/---
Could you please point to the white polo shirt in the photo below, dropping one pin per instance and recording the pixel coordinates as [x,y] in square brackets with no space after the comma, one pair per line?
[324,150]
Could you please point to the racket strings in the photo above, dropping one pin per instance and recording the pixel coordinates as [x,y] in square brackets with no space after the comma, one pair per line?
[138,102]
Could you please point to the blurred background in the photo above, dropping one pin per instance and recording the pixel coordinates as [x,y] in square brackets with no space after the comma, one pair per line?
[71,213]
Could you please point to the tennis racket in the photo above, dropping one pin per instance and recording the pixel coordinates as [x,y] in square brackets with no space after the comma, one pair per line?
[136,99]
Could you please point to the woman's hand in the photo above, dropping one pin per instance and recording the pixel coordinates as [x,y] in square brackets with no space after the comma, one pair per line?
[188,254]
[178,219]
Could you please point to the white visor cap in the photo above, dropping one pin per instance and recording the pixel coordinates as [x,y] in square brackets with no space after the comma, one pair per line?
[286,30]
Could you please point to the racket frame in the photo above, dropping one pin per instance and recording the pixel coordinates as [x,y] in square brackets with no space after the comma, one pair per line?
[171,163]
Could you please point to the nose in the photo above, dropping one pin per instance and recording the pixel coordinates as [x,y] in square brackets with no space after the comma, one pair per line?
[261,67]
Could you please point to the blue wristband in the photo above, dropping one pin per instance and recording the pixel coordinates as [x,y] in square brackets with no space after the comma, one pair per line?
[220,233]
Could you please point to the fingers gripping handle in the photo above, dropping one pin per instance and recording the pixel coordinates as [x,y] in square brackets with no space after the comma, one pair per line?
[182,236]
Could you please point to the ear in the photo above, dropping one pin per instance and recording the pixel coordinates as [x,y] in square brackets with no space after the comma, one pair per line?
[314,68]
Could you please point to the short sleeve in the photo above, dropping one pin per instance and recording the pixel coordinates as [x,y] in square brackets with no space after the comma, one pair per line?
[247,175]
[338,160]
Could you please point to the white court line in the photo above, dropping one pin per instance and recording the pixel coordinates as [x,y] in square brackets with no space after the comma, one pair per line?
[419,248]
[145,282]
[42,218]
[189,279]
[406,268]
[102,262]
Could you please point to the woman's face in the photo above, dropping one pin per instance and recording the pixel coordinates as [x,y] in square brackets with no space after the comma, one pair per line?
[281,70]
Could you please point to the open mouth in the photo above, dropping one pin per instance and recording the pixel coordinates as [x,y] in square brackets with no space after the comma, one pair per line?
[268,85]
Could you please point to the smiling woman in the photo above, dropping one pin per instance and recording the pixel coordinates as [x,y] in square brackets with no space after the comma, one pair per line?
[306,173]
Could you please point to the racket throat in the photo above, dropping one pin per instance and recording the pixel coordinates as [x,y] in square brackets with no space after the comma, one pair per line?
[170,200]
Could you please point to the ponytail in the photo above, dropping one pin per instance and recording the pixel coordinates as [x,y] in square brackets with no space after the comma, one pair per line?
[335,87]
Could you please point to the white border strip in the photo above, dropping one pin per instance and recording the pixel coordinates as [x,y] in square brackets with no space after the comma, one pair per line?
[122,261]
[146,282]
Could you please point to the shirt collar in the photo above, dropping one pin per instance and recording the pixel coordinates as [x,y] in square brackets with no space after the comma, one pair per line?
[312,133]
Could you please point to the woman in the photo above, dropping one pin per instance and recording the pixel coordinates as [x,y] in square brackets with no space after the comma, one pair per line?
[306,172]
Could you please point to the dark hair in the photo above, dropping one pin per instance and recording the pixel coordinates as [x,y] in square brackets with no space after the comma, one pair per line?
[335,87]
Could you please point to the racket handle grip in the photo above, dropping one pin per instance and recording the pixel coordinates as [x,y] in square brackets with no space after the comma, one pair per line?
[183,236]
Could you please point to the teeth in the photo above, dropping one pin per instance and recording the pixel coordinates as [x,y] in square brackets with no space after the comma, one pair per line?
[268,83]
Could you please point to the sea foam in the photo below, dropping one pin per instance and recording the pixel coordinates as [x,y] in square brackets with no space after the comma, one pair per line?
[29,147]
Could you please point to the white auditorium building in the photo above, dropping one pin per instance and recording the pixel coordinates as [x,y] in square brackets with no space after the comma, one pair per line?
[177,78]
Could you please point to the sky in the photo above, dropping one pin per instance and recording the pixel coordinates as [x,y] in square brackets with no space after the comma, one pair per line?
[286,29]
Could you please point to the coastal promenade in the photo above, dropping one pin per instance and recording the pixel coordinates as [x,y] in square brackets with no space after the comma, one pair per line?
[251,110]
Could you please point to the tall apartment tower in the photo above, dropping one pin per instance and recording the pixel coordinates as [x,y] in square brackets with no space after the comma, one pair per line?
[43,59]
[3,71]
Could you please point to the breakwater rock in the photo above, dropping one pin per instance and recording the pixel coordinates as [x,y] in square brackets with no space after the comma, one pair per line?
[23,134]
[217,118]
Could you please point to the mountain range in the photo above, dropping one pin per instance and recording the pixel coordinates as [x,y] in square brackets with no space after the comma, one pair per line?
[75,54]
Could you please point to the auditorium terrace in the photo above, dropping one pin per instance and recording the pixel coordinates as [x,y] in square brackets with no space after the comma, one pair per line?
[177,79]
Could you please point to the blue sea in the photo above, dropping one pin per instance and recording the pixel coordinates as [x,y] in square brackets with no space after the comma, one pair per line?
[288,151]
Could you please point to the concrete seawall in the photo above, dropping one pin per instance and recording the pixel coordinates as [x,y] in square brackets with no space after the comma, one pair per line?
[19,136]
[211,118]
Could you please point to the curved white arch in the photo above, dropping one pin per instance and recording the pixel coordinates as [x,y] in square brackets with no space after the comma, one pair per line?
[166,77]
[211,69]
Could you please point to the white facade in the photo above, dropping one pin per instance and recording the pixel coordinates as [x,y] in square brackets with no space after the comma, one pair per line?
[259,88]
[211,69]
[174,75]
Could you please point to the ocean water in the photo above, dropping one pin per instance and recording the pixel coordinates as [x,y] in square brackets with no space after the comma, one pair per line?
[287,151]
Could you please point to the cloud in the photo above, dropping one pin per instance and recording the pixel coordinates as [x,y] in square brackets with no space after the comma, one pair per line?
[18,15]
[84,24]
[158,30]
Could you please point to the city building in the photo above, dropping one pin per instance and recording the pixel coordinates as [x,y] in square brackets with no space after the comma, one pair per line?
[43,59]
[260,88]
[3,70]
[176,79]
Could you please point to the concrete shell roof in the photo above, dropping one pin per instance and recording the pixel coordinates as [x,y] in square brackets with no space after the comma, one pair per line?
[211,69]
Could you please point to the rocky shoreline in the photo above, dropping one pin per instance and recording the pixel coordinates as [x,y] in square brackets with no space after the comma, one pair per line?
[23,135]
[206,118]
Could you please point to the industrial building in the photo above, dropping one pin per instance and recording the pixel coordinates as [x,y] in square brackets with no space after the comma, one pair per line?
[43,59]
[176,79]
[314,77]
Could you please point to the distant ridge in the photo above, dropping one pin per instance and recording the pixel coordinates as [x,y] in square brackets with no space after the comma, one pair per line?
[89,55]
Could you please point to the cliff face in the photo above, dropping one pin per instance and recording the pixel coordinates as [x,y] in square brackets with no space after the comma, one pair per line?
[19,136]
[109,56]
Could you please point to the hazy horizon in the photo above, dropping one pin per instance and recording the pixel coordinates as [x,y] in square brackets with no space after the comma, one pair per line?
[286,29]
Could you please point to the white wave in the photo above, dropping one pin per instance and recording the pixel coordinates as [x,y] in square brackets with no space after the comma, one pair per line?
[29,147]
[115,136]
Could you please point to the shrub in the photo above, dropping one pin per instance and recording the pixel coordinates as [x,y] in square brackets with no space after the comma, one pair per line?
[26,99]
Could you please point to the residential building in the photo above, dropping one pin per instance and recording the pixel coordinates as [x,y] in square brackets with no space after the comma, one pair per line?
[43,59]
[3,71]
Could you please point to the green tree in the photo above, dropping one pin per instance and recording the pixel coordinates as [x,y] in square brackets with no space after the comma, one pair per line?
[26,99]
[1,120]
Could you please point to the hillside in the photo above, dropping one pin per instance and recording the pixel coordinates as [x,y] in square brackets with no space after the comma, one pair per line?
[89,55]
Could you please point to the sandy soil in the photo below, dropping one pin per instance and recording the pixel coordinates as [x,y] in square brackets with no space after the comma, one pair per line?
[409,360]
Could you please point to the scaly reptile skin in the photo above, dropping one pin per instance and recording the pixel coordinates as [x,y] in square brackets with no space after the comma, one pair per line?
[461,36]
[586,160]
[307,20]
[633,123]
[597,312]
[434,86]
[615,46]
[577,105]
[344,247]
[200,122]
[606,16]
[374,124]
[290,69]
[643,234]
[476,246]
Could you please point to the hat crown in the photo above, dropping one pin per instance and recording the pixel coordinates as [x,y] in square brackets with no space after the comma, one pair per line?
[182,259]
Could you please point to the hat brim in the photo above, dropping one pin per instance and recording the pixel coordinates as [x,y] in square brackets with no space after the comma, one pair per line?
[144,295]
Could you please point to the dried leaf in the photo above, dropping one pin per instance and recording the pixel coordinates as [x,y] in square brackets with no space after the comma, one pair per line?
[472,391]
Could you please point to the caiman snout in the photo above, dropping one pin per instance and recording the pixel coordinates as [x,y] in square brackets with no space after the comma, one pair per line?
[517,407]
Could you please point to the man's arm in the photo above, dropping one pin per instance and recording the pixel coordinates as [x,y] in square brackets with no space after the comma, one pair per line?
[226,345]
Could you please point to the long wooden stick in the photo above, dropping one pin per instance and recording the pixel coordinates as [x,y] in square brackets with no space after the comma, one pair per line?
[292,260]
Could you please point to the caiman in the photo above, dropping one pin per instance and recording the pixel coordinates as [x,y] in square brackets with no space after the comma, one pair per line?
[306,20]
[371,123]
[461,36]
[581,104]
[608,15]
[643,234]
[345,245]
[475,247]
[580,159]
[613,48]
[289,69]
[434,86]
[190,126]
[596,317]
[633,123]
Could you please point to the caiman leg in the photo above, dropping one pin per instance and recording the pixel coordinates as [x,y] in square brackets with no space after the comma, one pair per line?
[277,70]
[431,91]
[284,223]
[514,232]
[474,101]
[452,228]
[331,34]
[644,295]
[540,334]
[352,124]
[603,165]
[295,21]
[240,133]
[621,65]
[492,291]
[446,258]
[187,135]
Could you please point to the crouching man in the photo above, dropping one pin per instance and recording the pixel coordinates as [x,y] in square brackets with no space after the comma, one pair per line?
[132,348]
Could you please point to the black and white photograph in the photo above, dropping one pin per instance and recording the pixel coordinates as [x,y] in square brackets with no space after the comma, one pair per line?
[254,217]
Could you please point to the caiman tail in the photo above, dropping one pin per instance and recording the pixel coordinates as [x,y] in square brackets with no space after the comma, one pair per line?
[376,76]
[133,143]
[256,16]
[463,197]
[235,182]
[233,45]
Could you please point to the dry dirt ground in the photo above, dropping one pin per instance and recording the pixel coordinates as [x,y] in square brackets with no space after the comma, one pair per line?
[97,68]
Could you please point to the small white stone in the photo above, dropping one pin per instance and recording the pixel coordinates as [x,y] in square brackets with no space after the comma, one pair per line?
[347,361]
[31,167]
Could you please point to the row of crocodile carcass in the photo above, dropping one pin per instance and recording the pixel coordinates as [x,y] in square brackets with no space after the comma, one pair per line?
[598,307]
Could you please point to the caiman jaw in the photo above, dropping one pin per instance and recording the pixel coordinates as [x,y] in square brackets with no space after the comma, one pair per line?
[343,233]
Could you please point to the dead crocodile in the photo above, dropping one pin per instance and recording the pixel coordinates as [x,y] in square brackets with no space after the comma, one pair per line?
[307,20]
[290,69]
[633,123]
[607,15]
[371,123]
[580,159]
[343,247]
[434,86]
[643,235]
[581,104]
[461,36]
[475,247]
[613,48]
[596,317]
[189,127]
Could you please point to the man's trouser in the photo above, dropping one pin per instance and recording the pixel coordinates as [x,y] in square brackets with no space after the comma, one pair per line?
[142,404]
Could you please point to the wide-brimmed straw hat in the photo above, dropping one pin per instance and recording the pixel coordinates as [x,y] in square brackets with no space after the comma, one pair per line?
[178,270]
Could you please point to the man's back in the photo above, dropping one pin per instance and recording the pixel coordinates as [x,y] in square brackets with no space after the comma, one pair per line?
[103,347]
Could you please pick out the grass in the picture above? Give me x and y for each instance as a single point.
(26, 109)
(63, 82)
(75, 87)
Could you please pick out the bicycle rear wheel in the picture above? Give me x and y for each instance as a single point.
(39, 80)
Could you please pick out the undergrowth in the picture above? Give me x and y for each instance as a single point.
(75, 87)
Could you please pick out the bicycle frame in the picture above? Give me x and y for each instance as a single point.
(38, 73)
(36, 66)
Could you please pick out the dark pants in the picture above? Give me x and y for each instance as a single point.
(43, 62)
\---
[YOUR GOAL]: In the entries above, copy the lines from the one that contains "Could you please pick out the bicycle frame" through the last line, exactly as they appear.

[ANSWER SECTION]:
Could you please pick out the bicycle frame in the picture above? Give me x and y for each instance as a single point.
(38, 73)
(36, 66)
Could you please pick out the dark pants in the picture above? Give me x and y for each instance as a single point.
(43, 62)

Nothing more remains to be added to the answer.